Photo object pointing records:

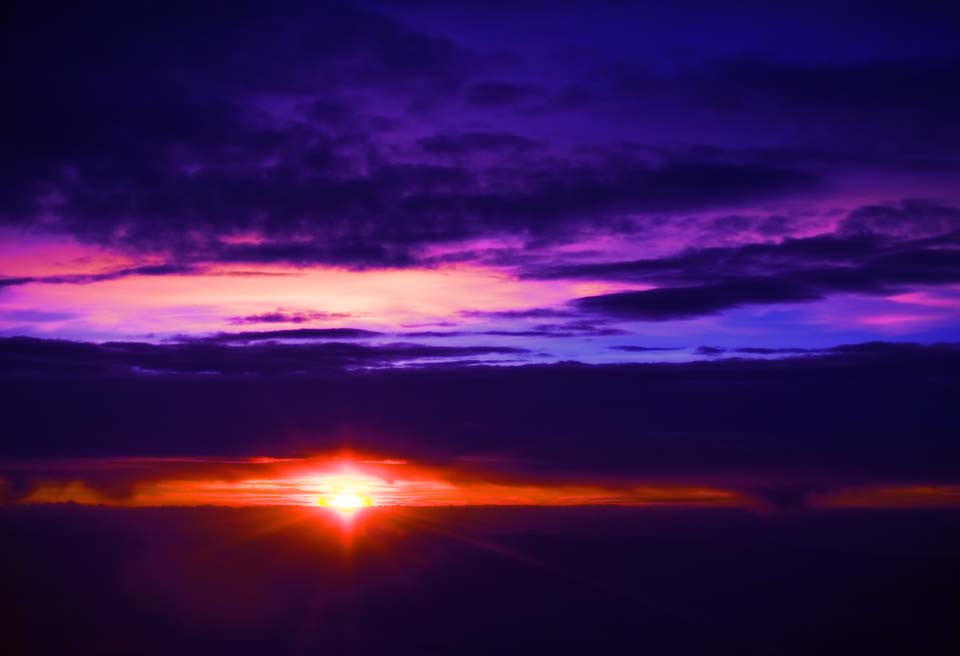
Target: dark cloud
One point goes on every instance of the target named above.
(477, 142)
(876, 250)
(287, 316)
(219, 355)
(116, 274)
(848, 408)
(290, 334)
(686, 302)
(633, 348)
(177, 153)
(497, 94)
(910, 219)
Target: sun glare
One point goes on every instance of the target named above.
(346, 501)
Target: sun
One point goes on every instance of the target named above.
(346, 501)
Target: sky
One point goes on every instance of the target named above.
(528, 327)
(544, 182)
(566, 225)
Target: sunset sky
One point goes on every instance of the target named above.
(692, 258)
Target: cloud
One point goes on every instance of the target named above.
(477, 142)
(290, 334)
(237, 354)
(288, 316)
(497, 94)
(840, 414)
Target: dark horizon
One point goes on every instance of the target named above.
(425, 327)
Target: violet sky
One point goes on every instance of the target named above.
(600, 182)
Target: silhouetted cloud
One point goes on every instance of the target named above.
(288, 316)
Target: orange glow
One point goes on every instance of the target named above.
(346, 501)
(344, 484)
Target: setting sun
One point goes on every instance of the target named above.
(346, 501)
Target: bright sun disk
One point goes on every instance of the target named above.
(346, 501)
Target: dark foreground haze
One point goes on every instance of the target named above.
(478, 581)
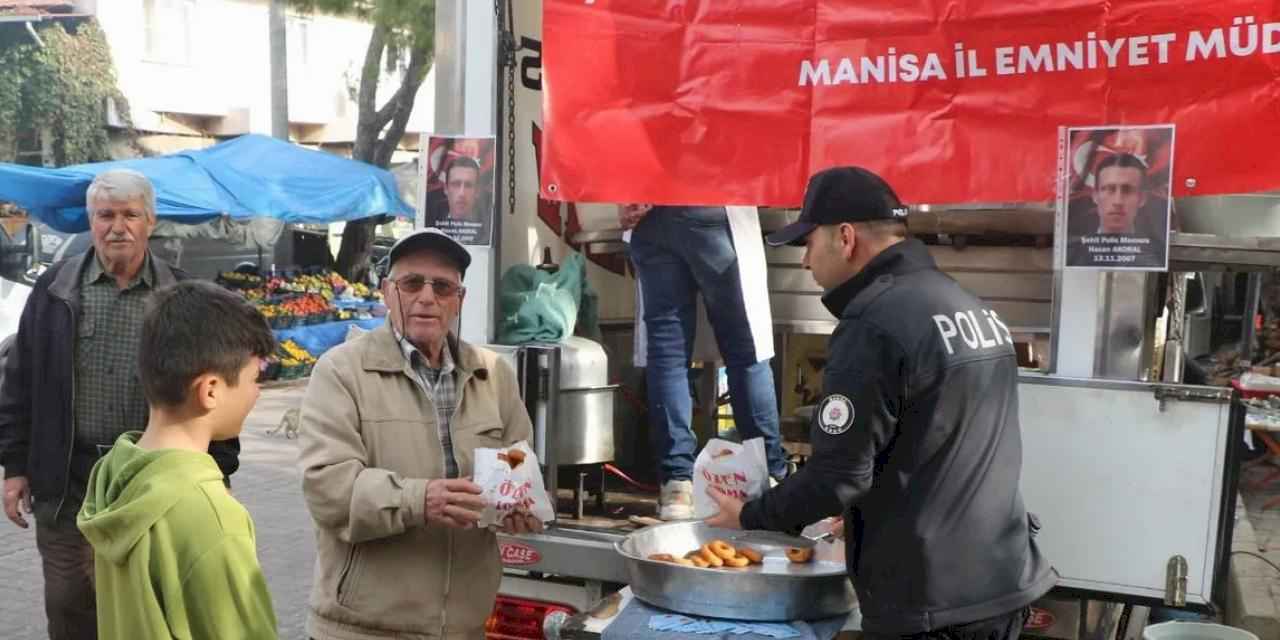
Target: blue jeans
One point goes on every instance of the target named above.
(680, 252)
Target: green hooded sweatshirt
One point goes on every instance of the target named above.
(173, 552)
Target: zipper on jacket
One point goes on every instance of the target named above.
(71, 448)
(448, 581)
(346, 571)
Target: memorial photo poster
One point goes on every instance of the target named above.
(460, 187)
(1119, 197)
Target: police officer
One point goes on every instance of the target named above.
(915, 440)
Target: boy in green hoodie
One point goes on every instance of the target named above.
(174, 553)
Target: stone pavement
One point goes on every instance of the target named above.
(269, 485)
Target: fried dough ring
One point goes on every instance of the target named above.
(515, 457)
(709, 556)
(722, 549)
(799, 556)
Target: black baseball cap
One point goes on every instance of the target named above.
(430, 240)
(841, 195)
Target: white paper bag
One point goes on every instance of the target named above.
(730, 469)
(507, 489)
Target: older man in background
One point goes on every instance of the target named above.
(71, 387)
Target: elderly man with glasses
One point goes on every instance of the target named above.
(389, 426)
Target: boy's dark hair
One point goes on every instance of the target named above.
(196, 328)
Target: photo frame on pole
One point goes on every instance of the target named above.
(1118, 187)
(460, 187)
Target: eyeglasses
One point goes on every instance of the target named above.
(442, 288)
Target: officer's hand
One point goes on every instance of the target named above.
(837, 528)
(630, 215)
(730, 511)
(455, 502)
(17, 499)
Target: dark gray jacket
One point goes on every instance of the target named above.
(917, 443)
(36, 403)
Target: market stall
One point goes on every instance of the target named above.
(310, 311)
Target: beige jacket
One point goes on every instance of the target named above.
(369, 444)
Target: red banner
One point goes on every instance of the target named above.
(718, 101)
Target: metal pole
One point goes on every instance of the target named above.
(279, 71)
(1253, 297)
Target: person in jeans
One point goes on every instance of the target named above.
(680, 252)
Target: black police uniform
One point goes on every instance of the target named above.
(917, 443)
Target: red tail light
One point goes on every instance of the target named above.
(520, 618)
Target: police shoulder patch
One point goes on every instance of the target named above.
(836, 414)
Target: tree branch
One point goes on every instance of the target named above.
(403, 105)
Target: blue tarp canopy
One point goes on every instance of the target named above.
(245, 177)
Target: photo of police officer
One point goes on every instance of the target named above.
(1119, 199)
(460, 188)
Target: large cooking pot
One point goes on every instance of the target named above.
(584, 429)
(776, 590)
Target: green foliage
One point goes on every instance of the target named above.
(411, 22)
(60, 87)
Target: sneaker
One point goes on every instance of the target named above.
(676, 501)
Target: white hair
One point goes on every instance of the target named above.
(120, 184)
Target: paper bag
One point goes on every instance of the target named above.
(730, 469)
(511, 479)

* * *

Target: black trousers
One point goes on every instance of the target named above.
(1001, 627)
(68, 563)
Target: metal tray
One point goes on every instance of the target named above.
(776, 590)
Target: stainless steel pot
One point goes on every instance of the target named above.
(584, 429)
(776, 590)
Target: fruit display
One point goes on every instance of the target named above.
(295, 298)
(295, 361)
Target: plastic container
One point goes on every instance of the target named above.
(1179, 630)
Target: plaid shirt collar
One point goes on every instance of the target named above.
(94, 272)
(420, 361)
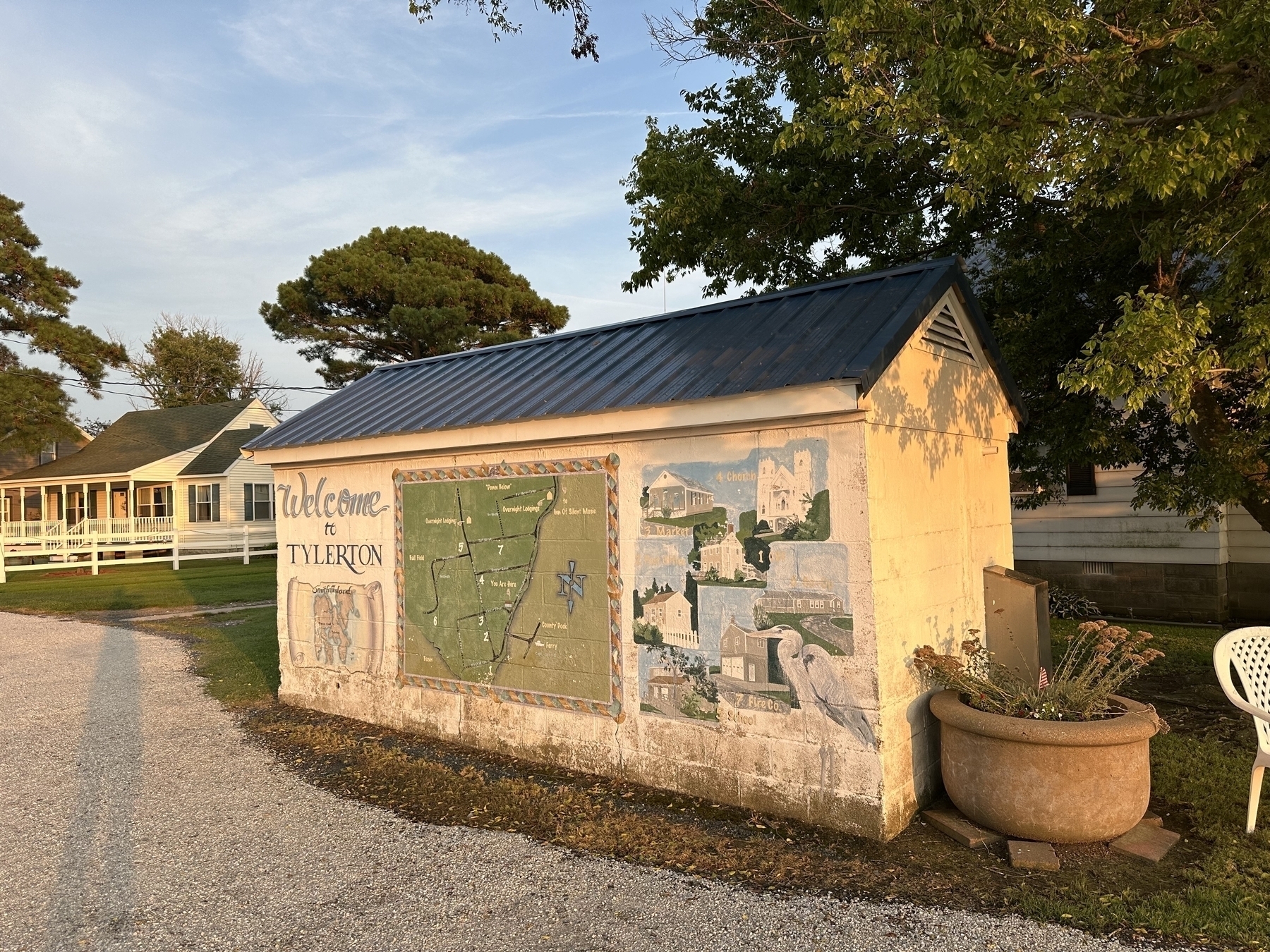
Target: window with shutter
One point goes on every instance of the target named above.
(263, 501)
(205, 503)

DIRECTIONS -
Please collect every line in the records that contains the string "cloud", treating uppercase and lowercase as different.

EXERCISE RESULT -
Target: dark cloud
Target: cloud
Target: silhouetted cloud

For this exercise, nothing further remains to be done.